- Description of the task -
Extract, from the listing that follows, each line containing the word "shutter".

- Supplied information -
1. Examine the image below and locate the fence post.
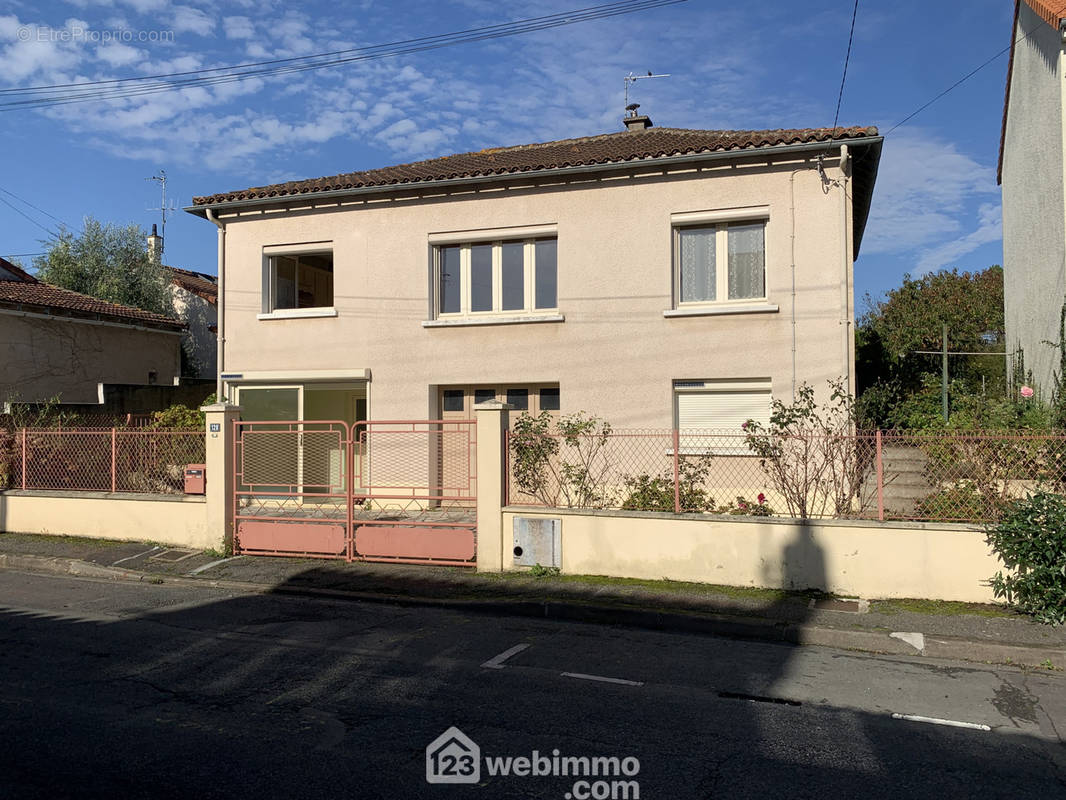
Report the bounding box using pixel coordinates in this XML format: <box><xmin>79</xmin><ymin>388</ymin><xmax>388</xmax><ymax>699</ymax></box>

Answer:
<box><xmin>20</xmin><ymin>429</ymin><xmax>27</xmax><ymax>490</ymax></box>
<box><xmin>203</xmin><ymin>402</ymin><xmax>242</xmax><ymax>553</ymax></box>
<box><xmin>110</xmin><ymin>428</ymin><xmax>117</xmax><ymax>493</ymax></box>
<box><xmin>876</xmin><ymin>430</ymin><xmax>884</xmax><ymax>522</ymax></box>
<box><xmin>474</xmin><ymin>399</ymin><xmax>512</xmax><ymax>572</ymax></box>
<box><xmin>673</xmin><ymin>428</ymin><xmax>681</xmax><ymax>514</ymax></box>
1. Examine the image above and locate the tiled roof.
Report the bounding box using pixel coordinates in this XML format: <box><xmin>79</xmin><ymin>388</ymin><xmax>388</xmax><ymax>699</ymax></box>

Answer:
<box><xmin>167</xmin><ymin>265</ymin><xmax>217</xmax><ymax>305</ymax></box>
<box><xmin>998</xmin><ymin>1</ymin><xmax>1064</xmax><ymax>183</ymax></box>
<box><xmin>0</xmin><ymin>262</ymin><xmax>183</xmax><ymax>330</ymax></box>
<box><xmin>192</xmin><ymin>126</ymin><xmax>879</xmax><ymax>206</ymax></box>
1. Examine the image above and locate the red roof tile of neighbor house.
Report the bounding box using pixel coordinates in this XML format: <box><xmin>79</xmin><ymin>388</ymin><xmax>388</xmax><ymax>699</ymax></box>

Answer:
<box><xmin>0</xmin><ymin>256</ymin><xmax>183</xmax><ymax>330</ymax></box>
<box><xmin>998</xmin><ymin>1</ymin><xmax>1066</xmax><ymax>183</ymax></box>
<box><xmin>167</xmin><ymin>265</ymin><xmax>217</xmax><ymax>305</ymax></box>
<box><xmin>191</xmin><ymin>126</ymin><xmax>880</xmax><ymax>206</ymax></box>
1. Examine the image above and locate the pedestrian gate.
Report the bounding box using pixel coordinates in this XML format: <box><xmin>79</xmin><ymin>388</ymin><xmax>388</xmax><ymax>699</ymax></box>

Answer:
<box><xmin>233</xmin><ymin>419</ymin><xmax>477</xmax><ymax>565</ymax></box>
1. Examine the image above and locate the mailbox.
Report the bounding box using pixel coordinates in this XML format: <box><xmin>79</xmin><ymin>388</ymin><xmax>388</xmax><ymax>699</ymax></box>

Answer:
<box><xmin>184</xmin><ymin>464</ymin><xmax>206</xmax><ymax>495</ymax></box>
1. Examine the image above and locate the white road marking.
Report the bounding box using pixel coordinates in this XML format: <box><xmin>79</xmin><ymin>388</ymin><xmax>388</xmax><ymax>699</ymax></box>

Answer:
<box><xmin>186</xmin><ymin>556</ymin><xmax>244</xmax><ymax>576</ymax></box>
<box><xmin>891</xmin><ymin>713</ymin><xmax>991</xmax><ymax>731</ymax></box>
<box><xmin>481</xmin><ymin>643</ymin><xmax>530</xmax><ymax>669</ymax></box>
<box><xmin>890</xmin><ymin>631</ymin><xmax>926</xmax><ymax>652</ymax></box>
<box><xmin>561</xmin><ymin>672</ymin><xmax>643</xmax><ymax>687</ymax></box>
<box><xmin>110</xmin><ymin>546</ymin><xmax>161</xmax><ymax>566</ymax></box>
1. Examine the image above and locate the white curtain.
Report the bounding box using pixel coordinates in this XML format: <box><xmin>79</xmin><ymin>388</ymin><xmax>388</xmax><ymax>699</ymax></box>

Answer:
<box><xmin>679</xmin><ymin>227</ymin><xmax>716</xmax><ymax>302</ymax></box>
<box><xmin>727</xmin><ymin>223</ymin><xmax>765</xmax><ymax>299</ymax></box>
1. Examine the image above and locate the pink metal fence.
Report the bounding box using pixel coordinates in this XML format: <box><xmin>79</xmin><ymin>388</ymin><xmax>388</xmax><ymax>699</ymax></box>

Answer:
<box><xmin>1</xmin><ymin>428</ymin><xmax>205</xmax><ymax>494</ymax></box>
<box><xmin>233</xmin><ymin>419</ymin><xmax>477</xmax><ymax>565</ymax></box>
<box><xmin>505</xmin><ymin>427</ymin><xmax>1066</xmax><ymax>524</ymax></box>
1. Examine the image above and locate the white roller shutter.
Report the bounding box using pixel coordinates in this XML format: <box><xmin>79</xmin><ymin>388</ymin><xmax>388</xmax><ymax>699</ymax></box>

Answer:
<box><xmin>675</xmin><ymin>380</ymin><xmax>771</xmax><ymax>432</ymax></box>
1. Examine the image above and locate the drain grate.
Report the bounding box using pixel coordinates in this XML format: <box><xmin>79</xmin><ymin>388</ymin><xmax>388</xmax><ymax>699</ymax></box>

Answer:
<box><xmin>149</xmin><ymin>548</ymin><xmax>200</xmax><ymax>563</ymax></box>
<box><xmin>718</xmin><ymin>691</ymin><xmax>801</xmax><ymax>707</ymax></box>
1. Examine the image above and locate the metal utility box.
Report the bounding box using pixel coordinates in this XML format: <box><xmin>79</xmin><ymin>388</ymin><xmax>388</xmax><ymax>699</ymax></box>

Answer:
<box><xmin>512</xmin><ymin>517</ymin><xmax>561</xmax><ymax>568</ymax></box>
<box><xmin>184</xmin><ymin>464</ymin><xmax>206</xmax><ymax>495</ymax></box>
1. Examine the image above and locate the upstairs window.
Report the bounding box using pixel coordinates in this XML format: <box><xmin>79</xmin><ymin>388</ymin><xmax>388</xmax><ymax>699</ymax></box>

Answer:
<box><xmin>675</xmin><ymin>221</ymin><xmax>765</xmax><ymax>306</ymax></box>
<box><xmin>263</xmin><ymin>246</ymin><xmax>334</xmax><ymax>316</ymax></box>
<box><xmin>435</xmin><ymin>237</ymin><xmax>557</xmax><ymax>318</ymax></box>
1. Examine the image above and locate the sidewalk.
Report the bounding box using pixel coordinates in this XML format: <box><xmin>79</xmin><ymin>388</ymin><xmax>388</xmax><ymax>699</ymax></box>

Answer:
<box><xmin>1</xmin><ymin>532</ymin><xmax>1064</xmax><ymax>669</ymax></box>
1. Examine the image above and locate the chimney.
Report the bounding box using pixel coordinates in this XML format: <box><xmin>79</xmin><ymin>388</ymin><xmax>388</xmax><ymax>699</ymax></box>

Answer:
<box><xmin>147</xmin><ymin>223</ymin><xmax>163</xmax><ymax>264</ymax></box>
<box><xmin>623</xmin><ymin>103</ymin><xmax>653</xmax><ymax>132</ymax></box>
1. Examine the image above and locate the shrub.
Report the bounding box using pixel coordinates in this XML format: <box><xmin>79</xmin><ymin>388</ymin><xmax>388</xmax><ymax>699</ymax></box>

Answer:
<box><xmin>620</xmin><ymin>455</ymin><xmax>715</xmax><ymax>513</ymax></box>
<box><xmin>509</xmin><ymin>411</ymin><xmax>615</xmax><ymax>508</ymax></box>
<box><xmin>986</xmin><ymin>491</ymin><xmax>1066</xmax><ymax>624</ymax></box>
<box><xmin>915</xmin><ymin>483</ymin><xmax>1001</xmax><ymax>522</ymax></box>
<box><xmin>720</xmin><ymin>494</ymin><xmax>774</xmax><ymax>516</ymax></box>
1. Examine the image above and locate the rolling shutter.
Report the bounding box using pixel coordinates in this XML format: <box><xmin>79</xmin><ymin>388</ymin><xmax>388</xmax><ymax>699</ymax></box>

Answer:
<box><xmin>675</xmin><ymin>380</ymin><xmax>771</xmax><ymax>432</ymax></box>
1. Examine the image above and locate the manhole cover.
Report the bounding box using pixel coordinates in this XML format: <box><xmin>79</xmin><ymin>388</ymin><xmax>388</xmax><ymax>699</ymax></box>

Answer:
<box><xmin>809</xmin><ymin>598</ymin><xmax>863</xmax><ymax>613</ymax></box>
<box><xmin>149</xmin><ymin>548</ymin><xmax>200</xmax><ymax>563</ymax></box>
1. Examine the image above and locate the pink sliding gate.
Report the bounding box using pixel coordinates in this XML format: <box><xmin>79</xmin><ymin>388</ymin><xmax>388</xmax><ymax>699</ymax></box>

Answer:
<box><xmin>233</xmin><ymin>419</ymin><xmax>477</xmax><ymax>566</ymax></box>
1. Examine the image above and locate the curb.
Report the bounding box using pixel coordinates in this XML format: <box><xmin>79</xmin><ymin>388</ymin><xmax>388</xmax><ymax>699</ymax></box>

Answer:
<box><xmin>2</xmin><ymin>552</ymin><xmax>1063</xmax><ymax>669</ymax></box>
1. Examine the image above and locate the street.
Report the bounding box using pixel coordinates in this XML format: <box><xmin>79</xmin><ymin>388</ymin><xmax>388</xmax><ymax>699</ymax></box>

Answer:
<box><xmin>0</xmin><ymin>569</ymin><xmax>1064</xmax><ymax>799</ymax></box>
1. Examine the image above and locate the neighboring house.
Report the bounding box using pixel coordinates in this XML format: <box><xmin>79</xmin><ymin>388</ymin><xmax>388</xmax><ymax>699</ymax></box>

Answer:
<box><xmin>167</xmin><ymin>265</ymin><xmax>218</xmax><ymax>379</ymax></box>
<box><xmin>1000</xmin><ymin>0</ymin><xmax>1066</xmax><ymax>395</ymax></box>
<box><xmin>186</xmin><ymin>114</ymin><xmax>881</xmax><ymax>430</ymax></box>
<box><xmin>0</xmin><ymin>256</ymin><xmax>183</xmax><ymax>405</ymax></box>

- Your solution -
1. Examine the image above and locate the white roller shutter.
1. Examine the image above and locate the rolling shutter.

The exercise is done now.